[Region pointing data]
···
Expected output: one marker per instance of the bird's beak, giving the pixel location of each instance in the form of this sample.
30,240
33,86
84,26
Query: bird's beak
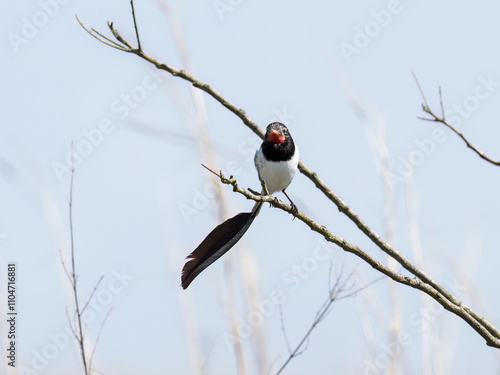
275,137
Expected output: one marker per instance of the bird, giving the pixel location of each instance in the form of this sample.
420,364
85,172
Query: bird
276,162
···
**PROBLEM TO WORK ON**
One exact copy of the data, no pictures: write it out line for line.

**ANSWER SPACE**
Expected output: one marker per instance of the bird's beak, giving the pixel location of each instance in the form of this sample.
30,240
33,86
84,26
Query: bird's beak
275,137
Expected output: one marker per instance of the bird, giving the pixel location of each instance in the form of this sample.
420,364
85,172
Query: bird
276,162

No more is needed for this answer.